#### Passage provided:
Forester, surfer, and tree fanatic, we caught up with Lochlan who joined the team in Sept last year to lead the Woodland Futures Project.
I grew up in Cumbria. We went to Whinlatter and it felt like we went there all the time, I felt like I was always in the woods. At Whinlatter they had a working diorama of a commercial forest, I was a tiny kid listening to this thick Cumbrian accent narrating what was going on, along with sounds of chainsaws and timber wagons. I just remember that whole experience. I ended up cutting trees for a living so it must have had an impact!
I got into forestry because I wanted to do something outdoorsy and I wanted to be in Cumbria, my love of forestry came from spending 4 years studying and understanding all the parts of nature and how forests work I just became obsessed with trees and everything they could do for people.
How did you get into forestry?
I did a forestry degree, it kind of geared people up to be private sector foresters and made you into an employable package, so that's where I ended up. I put an advert up in a forestry publication saying 'recent graduate 1st class degree' and I got a phone call for an interview!
I took a job with Scottish Woodlands for 7 years and it was amazing. It was the best. Doing huge projects, it was high tension and 'big targets' forestry. I found I was good at it, this type of commercial forestry, but I slowly realised that this was not how I came into forestry and wanted to focus on sustainability.
So I left and did something completely different, which was working for Natural England, the job wasn't forestry specific but did give me a good insight into conservation, different habitats, non-woody habitats. That opened my eyes. As a young student, I thought everything should be forests, but I started to understand the value of non-woodland habitats and, working with farmers, understanding how to combine food production and timber production and biodiversity. You can't have 100% of one thing but you can have a nice balance.
And then I took this job, which is the best job I've ever had because it doesn't have an agenda. My first job was profit-driven, and sustainability was a bonus, and in my second job, it was the conservation of habitats that were deemed important; priority habitats needing protection.
But now for Cumbria Woodlands, I'm an advocate for the management of nature with no agenda so we can take each piece of land on its merits and see how much benefit you can squeeze out of it. One tree added to a field can make us happy! It's nice not to have a fixed idea of what success looks like and be trying to do the same thing everywhere.

#### Information given:
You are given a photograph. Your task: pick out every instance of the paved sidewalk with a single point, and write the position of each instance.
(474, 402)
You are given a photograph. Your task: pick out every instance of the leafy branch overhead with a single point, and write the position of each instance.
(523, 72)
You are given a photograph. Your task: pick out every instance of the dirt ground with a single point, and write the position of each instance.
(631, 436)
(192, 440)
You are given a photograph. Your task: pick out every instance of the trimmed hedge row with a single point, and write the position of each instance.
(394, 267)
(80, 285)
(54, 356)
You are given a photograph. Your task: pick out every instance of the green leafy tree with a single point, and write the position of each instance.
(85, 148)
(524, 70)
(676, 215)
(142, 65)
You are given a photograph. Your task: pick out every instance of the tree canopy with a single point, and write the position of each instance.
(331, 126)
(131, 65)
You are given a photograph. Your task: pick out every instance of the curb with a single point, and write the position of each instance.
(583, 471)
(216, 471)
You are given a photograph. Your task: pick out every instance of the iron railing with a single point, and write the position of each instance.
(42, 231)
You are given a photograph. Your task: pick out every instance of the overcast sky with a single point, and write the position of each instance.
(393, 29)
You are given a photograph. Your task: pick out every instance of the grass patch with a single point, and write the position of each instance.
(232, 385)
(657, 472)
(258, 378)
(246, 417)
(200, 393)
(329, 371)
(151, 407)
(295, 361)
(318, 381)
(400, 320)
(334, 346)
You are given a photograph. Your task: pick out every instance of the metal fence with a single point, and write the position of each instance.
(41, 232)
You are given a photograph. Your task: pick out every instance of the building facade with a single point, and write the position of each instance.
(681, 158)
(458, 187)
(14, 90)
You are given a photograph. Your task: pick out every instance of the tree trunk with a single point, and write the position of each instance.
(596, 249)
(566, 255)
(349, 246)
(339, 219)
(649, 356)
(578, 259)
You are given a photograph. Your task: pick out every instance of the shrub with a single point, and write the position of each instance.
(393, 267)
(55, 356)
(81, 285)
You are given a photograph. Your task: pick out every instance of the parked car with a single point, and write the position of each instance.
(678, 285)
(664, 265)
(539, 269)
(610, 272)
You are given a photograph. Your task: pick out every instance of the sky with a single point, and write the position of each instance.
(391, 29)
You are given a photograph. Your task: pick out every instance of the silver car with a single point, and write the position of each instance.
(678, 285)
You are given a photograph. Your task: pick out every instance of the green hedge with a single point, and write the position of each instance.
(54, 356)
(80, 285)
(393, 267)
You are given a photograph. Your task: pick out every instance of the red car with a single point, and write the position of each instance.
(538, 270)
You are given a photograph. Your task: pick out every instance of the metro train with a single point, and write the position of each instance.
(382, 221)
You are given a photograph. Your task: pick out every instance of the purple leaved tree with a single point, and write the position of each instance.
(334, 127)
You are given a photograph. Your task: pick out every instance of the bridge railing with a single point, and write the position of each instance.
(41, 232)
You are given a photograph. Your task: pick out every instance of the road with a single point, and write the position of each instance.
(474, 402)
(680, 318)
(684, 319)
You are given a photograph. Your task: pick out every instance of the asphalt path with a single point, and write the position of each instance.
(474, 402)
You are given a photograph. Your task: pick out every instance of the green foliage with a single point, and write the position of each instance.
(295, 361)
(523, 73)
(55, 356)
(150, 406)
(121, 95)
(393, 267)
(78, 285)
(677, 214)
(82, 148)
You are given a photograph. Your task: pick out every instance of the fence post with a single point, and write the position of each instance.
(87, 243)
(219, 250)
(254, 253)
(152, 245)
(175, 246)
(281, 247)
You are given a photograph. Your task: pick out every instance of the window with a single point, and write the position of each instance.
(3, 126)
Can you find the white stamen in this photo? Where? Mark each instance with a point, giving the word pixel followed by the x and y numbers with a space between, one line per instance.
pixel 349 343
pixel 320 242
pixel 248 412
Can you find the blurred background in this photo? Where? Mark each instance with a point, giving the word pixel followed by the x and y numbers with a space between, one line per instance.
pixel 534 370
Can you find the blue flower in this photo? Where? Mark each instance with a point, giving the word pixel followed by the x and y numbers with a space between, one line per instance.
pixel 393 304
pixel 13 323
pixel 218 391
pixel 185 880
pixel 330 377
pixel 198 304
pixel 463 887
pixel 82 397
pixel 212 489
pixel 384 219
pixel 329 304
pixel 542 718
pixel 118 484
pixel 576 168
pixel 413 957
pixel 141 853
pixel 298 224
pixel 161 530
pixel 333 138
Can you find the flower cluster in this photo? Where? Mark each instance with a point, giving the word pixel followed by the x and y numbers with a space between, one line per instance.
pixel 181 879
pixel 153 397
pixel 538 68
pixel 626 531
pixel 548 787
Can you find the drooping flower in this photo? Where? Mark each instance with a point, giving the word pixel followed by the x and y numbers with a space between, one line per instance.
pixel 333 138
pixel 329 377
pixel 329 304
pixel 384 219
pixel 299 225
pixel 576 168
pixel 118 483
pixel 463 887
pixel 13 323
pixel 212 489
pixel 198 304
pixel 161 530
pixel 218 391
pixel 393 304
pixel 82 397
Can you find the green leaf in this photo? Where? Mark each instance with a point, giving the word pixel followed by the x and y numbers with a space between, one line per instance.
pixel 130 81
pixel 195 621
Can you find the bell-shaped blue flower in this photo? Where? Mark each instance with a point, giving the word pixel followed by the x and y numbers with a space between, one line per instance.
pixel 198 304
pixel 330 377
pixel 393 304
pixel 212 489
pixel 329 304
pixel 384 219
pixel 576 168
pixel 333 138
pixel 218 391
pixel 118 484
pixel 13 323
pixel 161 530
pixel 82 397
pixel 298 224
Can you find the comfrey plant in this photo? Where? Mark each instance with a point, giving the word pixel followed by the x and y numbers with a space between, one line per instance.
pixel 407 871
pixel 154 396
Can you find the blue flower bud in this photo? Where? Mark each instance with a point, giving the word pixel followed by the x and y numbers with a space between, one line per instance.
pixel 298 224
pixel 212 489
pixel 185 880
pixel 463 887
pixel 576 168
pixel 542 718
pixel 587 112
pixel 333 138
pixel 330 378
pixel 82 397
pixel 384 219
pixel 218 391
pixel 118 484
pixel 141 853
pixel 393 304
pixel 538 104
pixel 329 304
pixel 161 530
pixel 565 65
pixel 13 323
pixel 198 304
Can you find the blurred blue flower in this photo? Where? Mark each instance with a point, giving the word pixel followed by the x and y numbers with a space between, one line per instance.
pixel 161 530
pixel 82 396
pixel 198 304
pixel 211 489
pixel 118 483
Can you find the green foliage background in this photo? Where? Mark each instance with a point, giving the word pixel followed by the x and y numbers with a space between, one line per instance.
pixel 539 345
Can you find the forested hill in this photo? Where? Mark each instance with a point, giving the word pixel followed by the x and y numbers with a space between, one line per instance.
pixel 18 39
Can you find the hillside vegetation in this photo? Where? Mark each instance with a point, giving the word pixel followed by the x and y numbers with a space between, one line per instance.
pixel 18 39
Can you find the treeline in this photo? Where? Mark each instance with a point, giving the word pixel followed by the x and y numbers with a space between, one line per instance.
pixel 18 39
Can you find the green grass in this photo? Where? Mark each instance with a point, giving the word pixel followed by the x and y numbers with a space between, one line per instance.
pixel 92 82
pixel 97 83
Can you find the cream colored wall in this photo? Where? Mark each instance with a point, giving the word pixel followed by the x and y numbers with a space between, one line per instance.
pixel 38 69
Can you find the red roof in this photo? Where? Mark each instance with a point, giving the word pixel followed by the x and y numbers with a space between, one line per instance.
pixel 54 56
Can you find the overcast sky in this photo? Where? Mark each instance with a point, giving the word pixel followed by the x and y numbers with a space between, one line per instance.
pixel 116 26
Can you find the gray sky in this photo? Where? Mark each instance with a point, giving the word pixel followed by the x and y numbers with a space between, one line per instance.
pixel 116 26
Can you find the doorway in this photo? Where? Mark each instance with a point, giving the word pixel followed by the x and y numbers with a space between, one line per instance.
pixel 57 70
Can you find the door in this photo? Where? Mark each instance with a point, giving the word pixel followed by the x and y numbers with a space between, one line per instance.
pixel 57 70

#### Work to complete:
1. According to the interview, how many years did Lochlan work for Scottish Woodlands?
2. Please return the passage of the interview word for word, beginning at the words "So I left and" and stopping after "a nice balance.".

#### Answers given:
1. Seven years.

2.
So I left and did something completely different, which was working for Natural England, the job wasn't forestry specific but did give me a good insight into conservation, different habitats, non-woody habitats. That opened my eyes. As a young student, I thought everything should be forests, but I started to understand the value of non-woodland habitats and, working with farmers, understanding how to combine food production and timber production and biodiversity. You can't have 100% of one thing but you can have a nice balance.